> **The request**
Please pick out every line in the records below that contains the word "horse" and copy each one.

[Data records]
-=-=-
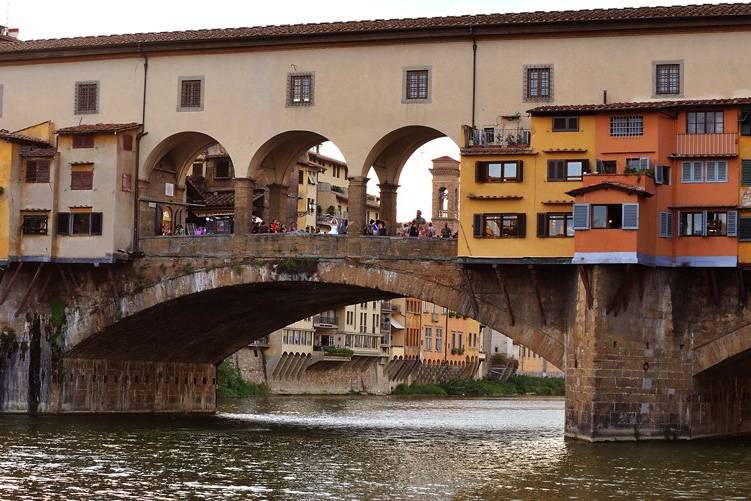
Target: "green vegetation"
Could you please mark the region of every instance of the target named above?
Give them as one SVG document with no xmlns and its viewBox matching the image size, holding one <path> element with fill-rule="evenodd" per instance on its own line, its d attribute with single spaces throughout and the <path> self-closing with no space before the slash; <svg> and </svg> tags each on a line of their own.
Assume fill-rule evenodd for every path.
<svg viewBox="0 0 751 501">
<path fill-rule="evenodd" d="M 269 387 L 245 381 L 240 369 L 225 360 L 216 370 L 217 393 L 222 398 L 261 397 L 269 394 Z"/>
<path fill-rule="evenodd" d="M 458 395 L 505 397 L 513 395 L 562 396 L 565 384 L 559 378 L 514 376 L 506 382 L 493 379 L 452 379 L 441 384 L 400 384 L 394 395 Z"/>
<path fill-rule="evenodd" d="M 331 357 L 351 357 L 355 354 L 355 352 L 350 350 L 349 348 L 337 348 L 335 346 L 324 347 L 323 353 Z"/>
</svg>

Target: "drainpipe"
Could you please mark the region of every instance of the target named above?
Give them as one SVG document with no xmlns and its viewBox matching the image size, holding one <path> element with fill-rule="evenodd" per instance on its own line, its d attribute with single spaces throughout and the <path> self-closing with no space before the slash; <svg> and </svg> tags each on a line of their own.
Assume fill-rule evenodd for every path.
<svg viewBox="0 0 751 501">
<path fill-rule="evenodd" d="M 472 129 L 475 128 L 475 103 L 477 100 L 477 39 L 474 34 L 474 27 L 469 27 L 469 34 L 472 36 Z"/>
<path fill-rule="evenodd" d="M 148 75 L 149 75 L 149 57 L 144 54 L 143 49 L 141 48 L 141 44 L 138 45 L 138 49 L 141 52 L 141 56 L 143 57 L 143 94 L 141 99 L 141 130 L 136 135 L 136 172 L 135 172 L 135 186 L 133 187 L 133 245 L 131 246 L 133 249 L 133 253 L 138 252 L 138 239 L 139 239 L 139 226 L 141 223 L 141 207 L 139 205 L 139 196 L 140 196 L 140 189 L 139 189 L 139 179 L 141 177 L 140 175 L 140 165 L 141 165 L 141 139 L 143 136 L 148 134 L 148 132 L 145 132 L 146 129 L 146 83 L 148 81 Z"/>
</svg>

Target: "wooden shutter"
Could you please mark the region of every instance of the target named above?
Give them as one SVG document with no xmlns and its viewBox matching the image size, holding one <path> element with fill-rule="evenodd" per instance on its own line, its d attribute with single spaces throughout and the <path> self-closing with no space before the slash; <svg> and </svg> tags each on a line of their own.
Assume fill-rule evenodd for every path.
<svg viewBox="0 0 751 501">
<path fill-rule="evenodd" d="M 545 238 L 548 236 L 548 218 L 544 212 L 537 213 L 537 237 Z"/>
<path fill-rule="evenodd" d="M 524 238 L 527 236 L 527 215 L 517 214 L 516 215 L 516 234 L 520 238 Z"/>
<path fill-rule="evenodd" d="M 738 236 L 738 211 L 728 211 L 728 236 Z"/>
<path fill-rule="evenodd" d="M 484 228 L 483 228 L 482 220 L 483 220 L 482 214 L 475 214 L 474 223 L 472 225 L 475 238 L 482 238 L 484 235 Z"/>
<path fill-rule="evenodd" d="M 57 234 L 70 235 L 70 213 L 60 212 L 57 215 Z"/>
<path fill-rule="evenodd" d="M 102 213 L 101 212 L 91 213 L 91 234 L 92 235 L 102 234 Z"/>
<path fill-rule="evenodd" d="M 574 204 L 574 230 L 589 229 L 589 204 Z"/>
<path fill-rule="evenodd" d="M 475 181 L 485 183 L 488 180 L 488 170 L 485 168 L 485 162 L 475 162 Z"/>
<path fill-rule="evenodd" d="M 621 228 L 624 230 L 639 229 L 639 204 L 623 204 L 622 215 Z"/>
</svg>

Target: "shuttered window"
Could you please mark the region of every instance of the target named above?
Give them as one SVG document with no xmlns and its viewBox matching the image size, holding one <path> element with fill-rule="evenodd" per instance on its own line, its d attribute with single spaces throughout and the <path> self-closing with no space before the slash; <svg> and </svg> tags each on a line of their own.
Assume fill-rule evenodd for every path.
<svg viewBox="0 0 751 501">
<path fill-rule="evenodd" d="M 659 235 L 662 238 L 673 238 L 673 213 L 660 212 Z"/>
<path fill-rule="evenodd" d="M 589 229 L 589 204 L 574 204 L 574 230 Z"/>
<path fill-rule="evenodd" d="M 639 229 L 639 204 L 623 204 L 623 223 L 621 228 L 624 230 Z"/>
<path fill-rule="evenodd" d="M 26 161 L 26 182 L 27 183 L 49 183 L 50 182 L 50 161 L 49 160 L 27 160 Z"/>
</svg>

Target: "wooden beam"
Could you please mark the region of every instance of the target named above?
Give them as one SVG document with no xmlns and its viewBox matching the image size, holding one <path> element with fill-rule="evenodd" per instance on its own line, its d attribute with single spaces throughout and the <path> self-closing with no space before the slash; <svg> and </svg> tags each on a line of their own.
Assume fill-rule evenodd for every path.
<svg viewBox="0 0 751 501">
<path fill-rule="evenodd" d="M 589 269 L 583 264 L 580 264 L 577 267 L 579 268 L 579 277 L 584 286 L 584 293 L 587 296 L 587 309 L 591 310 L 592 305 L 594 304 L 594 297 L 592 296 L 592 283 L 589 280 Z"/>
<path fill-rule="evenodd" d="M 42 273 L 43 268 L 44 268 L 44 263 L 43 262 L 39 263 L 39 266 L 37 267 L 37 271 L 34 273 L 34 277 L 31 279 L 31 283 L 29 284 L 29 287 L 26 289 L 26 293 L 23 295 L 23 299 L 21 299 L 21 303 L 18 305 L 18 309 L 16 310 L 15 316 L 20 315 L 21 312 L 24 309 L 26 309 L 26 302 L 29 300 L 29 296 L 31 296 L 31 291 L 34 288 L 34 284 L 39 278 L 39 275 Z"/>
<path fill-rule="evenodd" d="M 16 267 L 16 271 L 14 271 L 13 275 L 11 275 L 10 277 L 10 282 L 8 282 L 8 285 L 5 286 L 5 290 L 3 291 L 3 296 L 0 297 L 0 304 L 5 303 L 5 300 L 8 299 L 8 295 L 10 294 L 10 291 L 13 290 L 13 284 L 16 283 L 16 278 L 18 278 L 18 274 L 21 272 L 21 268 L 23 268 L 23 261 L 18 263 L 18 266 Z"/>
<path fill-rule="evenodd" d="M 506 281 L 504 280 L 503 273 L 501 273 L 501 269 L 497 264 L 493 265 L 493 269 L 495 270 L 495 279 L 498 282 L 498 288 L 501 289 L 501 292 L 506 298 L 506 310 L 508 311 L 509 321 L 513 327 L 516 324 L 516 321 L 514 320 L 514 310 L 511 309 L 511 298 L 508 295 L 508 289 L 506 289 Z"/>
<path fill-rule="evenodd" d="M 535 299 L 537 299 L 537 311 L 540 314 L 540 323 L 542 326 L 546 326 L 547 322 L 545 321 L 545 310 L 542 308 L 542 298 L 540 297 L 540 287 L 537 283 L 537 270 L 535 269 L 534 265 L 529 265 L 529 271 L 532 274 L 532 287 L 535 288 Z"/>
<path fill-rule="evenodd" d="M 475 288 L 472 285 L 472 277 L 469 274 L 469 270 L 464 266 L 462 266 L 462 276 L 464 277 L 464 281 L 466 282 L 467 290 L 469 290 L 469 300 L 472 305 L 472 311 L 474 313 L 475 320 L 477 320 L 477 317 L 480 315 L 480 305 L 477 303 Z"/>
</svg>

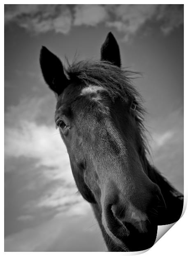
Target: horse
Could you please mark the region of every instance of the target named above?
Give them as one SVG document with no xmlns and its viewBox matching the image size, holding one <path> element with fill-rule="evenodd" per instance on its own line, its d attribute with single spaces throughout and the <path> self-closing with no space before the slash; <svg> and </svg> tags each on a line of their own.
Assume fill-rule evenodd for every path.
<svg viewBox="0 0 188 256">
<path fill-rule="evenodd" d="M 55 121 L 76 185 L 91 206 L 108 251 L 149 248 L 158 225 L 180 218 L 183 196 L 148 160 L 135 73 L 121 68 L 111 32 L 99 61 L 73 61 L 65 68 L 44 46 L 39 59 L 56 95 Z"/>
</svg>

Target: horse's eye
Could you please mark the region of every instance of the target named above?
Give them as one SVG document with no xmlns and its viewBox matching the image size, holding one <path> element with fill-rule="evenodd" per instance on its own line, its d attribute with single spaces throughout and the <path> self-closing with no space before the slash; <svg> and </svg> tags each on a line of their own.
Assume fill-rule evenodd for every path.
<svg viewBox="0 0 188 256">
<path fill-rule="evenodd" d="M 64 123 L 63 121 L 62 121 L 62 120 L 60 120 L 58 122 L 57 126 L 60 127 L 61 129 L 63 129 L 66 126 L 65 123 Z"/>
<path fill-rule="evenodd" d="M 70 128 L 70 126 L 68 123 L 66 123 L 62 120 L 58 121 L 56 123 L 57 127 L 59 127 L 62 132 L 65 133 L 67 132 L 68 130 Z"/>
</svg>

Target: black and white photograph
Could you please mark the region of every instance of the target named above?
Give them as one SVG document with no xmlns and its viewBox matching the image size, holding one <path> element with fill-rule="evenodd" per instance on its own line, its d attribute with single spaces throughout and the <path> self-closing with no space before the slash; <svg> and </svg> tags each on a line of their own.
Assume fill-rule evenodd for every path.
<svg viewBox="0 0 188 256">
<path fill-rule="evenodd" d="M 184 5 L 4 21 L 5 251 L 148 250 L 183 213 Z"/>
</svg>

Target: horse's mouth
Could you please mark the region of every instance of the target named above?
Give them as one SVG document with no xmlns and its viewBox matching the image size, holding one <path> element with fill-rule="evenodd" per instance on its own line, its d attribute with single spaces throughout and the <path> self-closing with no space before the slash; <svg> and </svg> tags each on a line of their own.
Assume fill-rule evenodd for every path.
<svg viewBox="0 0 188 256">
<path fill-rule="evenodd" d="M 156 239 L 157 225 L 151 225 L 148 220 L 134 224 L 123 223 L 126 232 L 116 233 L 115 236 L 121 241 L 118 246 L 130 251 L 142 251 L 151 248 Z"/>
</svg>

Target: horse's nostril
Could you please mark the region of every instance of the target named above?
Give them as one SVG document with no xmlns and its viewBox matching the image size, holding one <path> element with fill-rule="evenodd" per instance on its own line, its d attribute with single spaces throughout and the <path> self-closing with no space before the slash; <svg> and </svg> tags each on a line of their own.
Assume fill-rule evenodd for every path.
<svg viewBox="0 0 188 256">
<path fill-rule="evenodd" d="M 112 210 L 113 205 L 108 204 L 104 209 L 104 217 L 109 230 L 118 238 L 119 235 L 127 236 L 129 231 L 114 214 Z"/>
</svg>

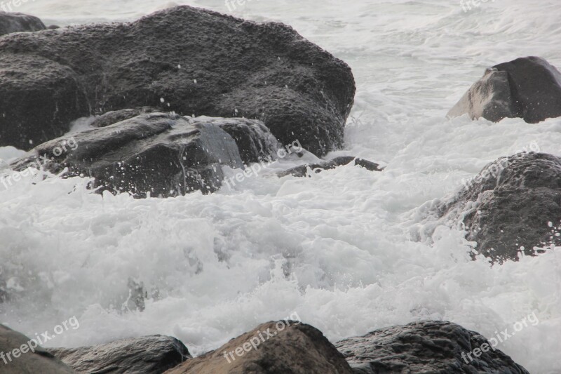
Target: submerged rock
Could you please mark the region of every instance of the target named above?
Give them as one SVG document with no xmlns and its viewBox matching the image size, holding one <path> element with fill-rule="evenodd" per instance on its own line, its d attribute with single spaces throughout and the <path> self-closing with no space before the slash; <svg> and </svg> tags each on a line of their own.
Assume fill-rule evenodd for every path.
<svg viewBox="0 0 561 374">
<path fill-rule="evenodd" d="M 91 127 L 106 127 L 117 122 L 121 122 L 130 118 L 146 114 L 147 113 L 155 113 L 161 112 L 158 109 L 152 107 L 140 107 L 133 109 L 122 109 L 121 110 L 111 110 L 97 116 L 90 123 Z"/>
<path fill-rule="evenodd" d="M 0 325 L 0 373 L 22 374 L 72 374 L 75 373 L 52 354 L 41 347 L 36 340 Z"/>
<path fill-rule="evenodd" d="M 343 145 L 354 93 L 349 66 L 290 27 L 186 6 L 0 39 L 0 146 L 26 150 L 78 118 L 149 106 L 259 119 L 323 155 Z"/>
<path fill-rule="evenodd" d="M 77 373 L 84 373 L 159 374 L 191 359 L 180 340 L 158 335 L 48 351 Z"/>
<path fill-rule="evenodd" d="M 533 255 L 534 246 L 561 245 L 561 160 L 519 153 L 487 165 L 438 207 L 444 222 L 465 227 L 475 251 L 493 261 Z"/>
<path fill-rule="evenodd" d="M 448 112 L 493 122 L 520 117 L 536 123 L 561 116 L 561 73 L 539 57 L 517 58 L 485 70 Z"/>
<path fill-rule="evenodd" d="M 322 162 L 319 163 L 306 163 L 306 165 L 301 165 L 292 168 L 284 171 L 277 173 L 278 178 L 285 177 L 286 175 L 293 175 L 295 177 L 306 177 L 309 175 L 309 169 L 311 169 L 313 173 L 320 173 L 323 170 L 334 169 L 337 166 L 343 165 L 349 165 L 353 162 L 353 165 L 356 166 L 361 166 L 370 171 L 381 171 L 379 165 L 374 163 L 363 159 L 353 157 L 351 156 L 341 156 L 335 157 L 334 159 L 328 161 Z"/>
<path fill-rule="evenodd" d="M 529 374 L 494 347 L 496 338 L 490 340 L 456 323 L 428 321 L 381 328 L 335 347 L 360 374 Z"/>
<path fill-rule="evenodd" d="M 343 356 L 313 327 L 268 322 L 166 374 L 351 374 Z"/>
<path fill-rule="evenodd" d="M 20 13 L 0 12 L 0 35 L 13 32 L 41 31 L 45 25 L 33 15 Z"/>
<path fill-rule="evenodd" d="M 248 128 L 252 144 L 271 138 L 268 132 L 252 131 L 258 125 L 255 121 L 148 113 L 47 142 L 11 166 L 21 171 L 40 166 L 53 173 L 67 168 L 66 176 L 95 178 L 93 187 L 100 191 L 138 198 L 208 193 L 221 186 L 222 166 L 243 167 L 238 145 L 221 128 L 234 125 Z M 266 153 L 261 148 L 255 154 L 246 151 L 252 157 Z"/>
</svg>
-=-=-
> **Exercise answer**
Target: horse
Target: horse's eye
Target: horse's mouth
Target: horse's nostril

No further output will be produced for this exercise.